Sebutkan setiap jenis media yang menurut kutipan teks ramai dipenuhi pemberitaan politik emak-emak.

KUTIPAN TEKS ->
**********

Politik
Emak-emak, Sebuah Renungan
Ani Soetjipto ; Pengajar di Departemen Hubungan
Internasional FISIP UI
dan Prodi Kajian Gender SKSG UI
|
KOMPAS,
07 September
2018
Belakangan ini, politik
emak-emak ramai memenuhi pemberitaan di media sosial, elektronik, ataupun
media cetak. Pemberitaan yang terekam adalah ibu-ibu yang berdemo soal
kenaikan harga kebutuhan pokok di Istana, aksi menuntut Presiden Jokowi
mundur, dan mengusung tagar 2019#Ganti Presiden.
Barisan emak-emak ini
menamai dirinya Barisan Emak-emak Militan Indonesia (BEMI). Di kutub lain ada
juga barisan emak-emak yang menamai dirinya Emak-emak Militan Jokowi
Indonesia (EMJI). EMJI menolak 2019 ganti presiden.

**********

MATERI DITAMPILKAN ->
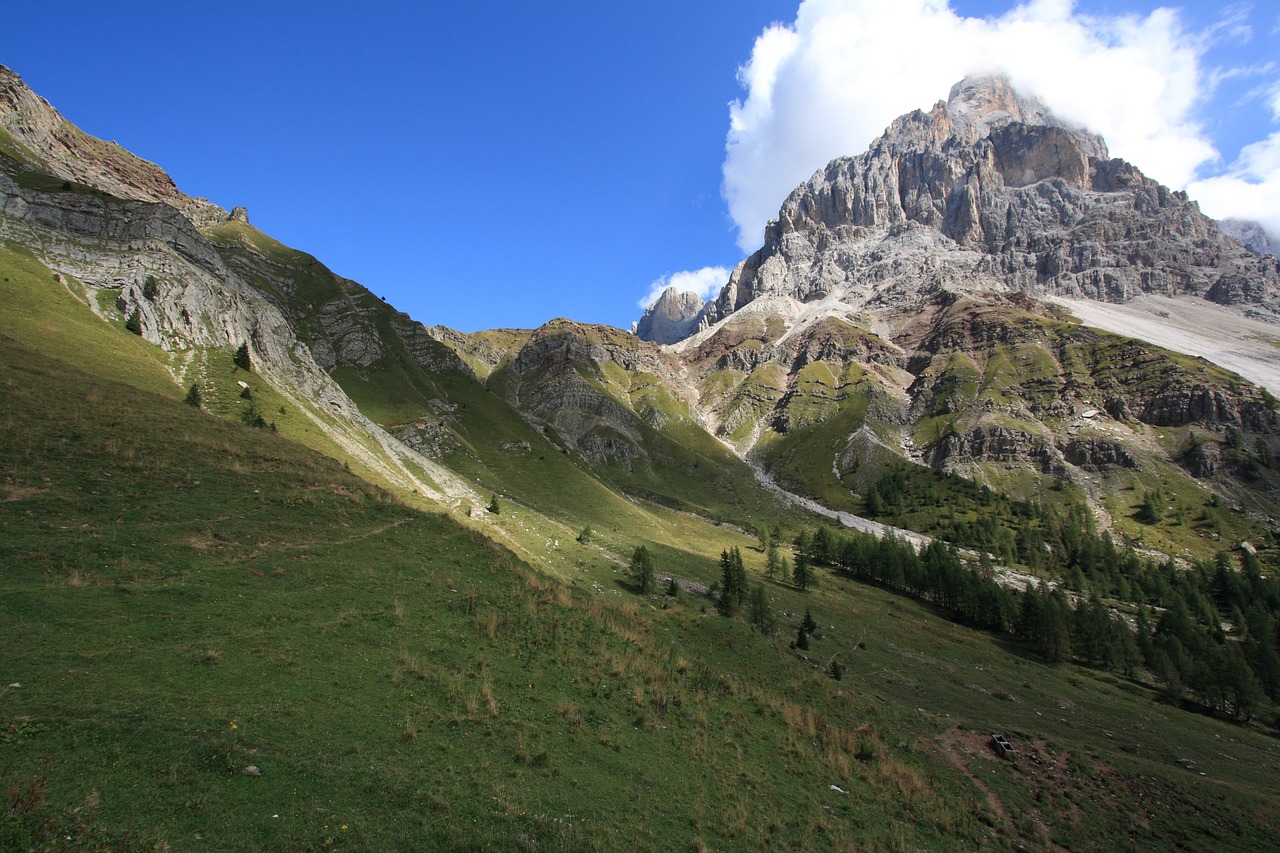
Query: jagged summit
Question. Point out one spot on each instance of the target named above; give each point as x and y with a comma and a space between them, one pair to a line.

**********

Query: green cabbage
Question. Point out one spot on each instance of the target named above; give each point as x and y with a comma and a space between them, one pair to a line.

**********

HASIL -> Media sosial, media elektronik, dan media cetak.